_The problem_
Render every line of the listing below as a JSON list of strings, one string per line, skipping blank lines. Leave the pictures out of the answer.

_Entries supplied_
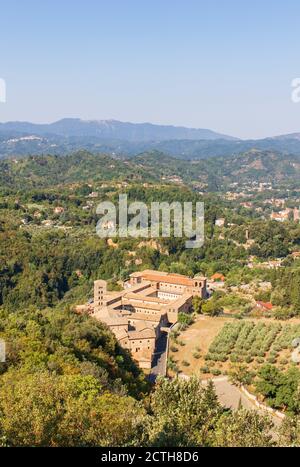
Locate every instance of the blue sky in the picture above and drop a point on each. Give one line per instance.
(218, 64)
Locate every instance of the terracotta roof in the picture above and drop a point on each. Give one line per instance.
(266, 305)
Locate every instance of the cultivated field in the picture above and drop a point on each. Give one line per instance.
(210, 346)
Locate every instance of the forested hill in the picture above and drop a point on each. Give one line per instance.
(49, 170)
(153, 166)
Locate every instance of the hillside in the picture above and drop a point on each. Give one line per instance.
(152, 166)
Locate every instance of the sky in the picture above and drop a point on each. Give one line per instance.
(217, 64)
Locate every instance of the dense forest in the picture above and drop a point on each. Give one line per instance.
(65, 377)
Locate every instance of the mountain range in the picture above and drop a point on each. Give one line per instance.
(123, 140)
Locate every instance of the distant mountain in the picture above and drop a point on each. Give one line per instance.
(124, 140)
(111, 129)
(213, 174)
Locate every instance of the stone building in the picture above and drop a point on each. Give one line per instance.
(147, 306)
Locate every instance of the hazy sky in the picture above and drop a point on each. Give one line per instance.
(222, 65)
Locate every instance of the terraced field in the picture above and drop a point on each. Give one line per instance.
(249, 342)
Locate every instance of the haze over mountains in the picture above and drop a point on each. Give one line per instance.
(112, 129)
(123, 140)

_Answer below_
[
  "Locate every instance of the blue sky in the picture above and drop a point on each. Give one line per instance.",
  "(218, 64)",
  "Locate every instance of the terracotta roof in the picture above and drop a point on each. Give one line per instance.",
  "(266, 305)",
  "Locate every instance of the cultivated field in the picture above and drop a point on each. Give one line per instance.",
  "(210, 346)",
  "Locate every instance of the forested hill in the picture above and drop a point on each. Give one line per instance.",
  "(49, 170)",
  "(153, 166)",
  "Locate every instance of the hillside in the picture above and drop a point on each. Give one line per instance.",
  "(152, 166)",
  "Locate every instance of the sky in the picture above and drop a point on each. Give one line per instance.",
  "(217, 64)",
  "Locate every instance of the dense forest in the picture above and drop a point on each. Give one line per instance.",
  "(65, 377)",
  "Locate every instance of the mountain range in the picture above and drop a point on each. Give one line per instance.",
  "(123, 140)",
  "Locate every instance of the distant mountain in the picture above and drop a point on each. Give one line per instance.",
  "(124, 140)",
  "(111, 129)",
  "(213, 174)",
  "Locate every instance of the stone building in the picture above and drop a point on each. Give one line per instance.",
  "(147, 306)",
  "Locate every instance of the hazy sky in the picture above and drop a point on each. Give one line per instance.",
  "(222, 65)",
  "Locate every instance of the terraced field in the picture above and drop a point on each. Give one line per instance.",
  "(249, 342)",
  "Locate every instance of the haze over mountains in the picture above and drop a point on each. Give one line per instance.",
  "(112, 129)",
  "(123, 140)"
]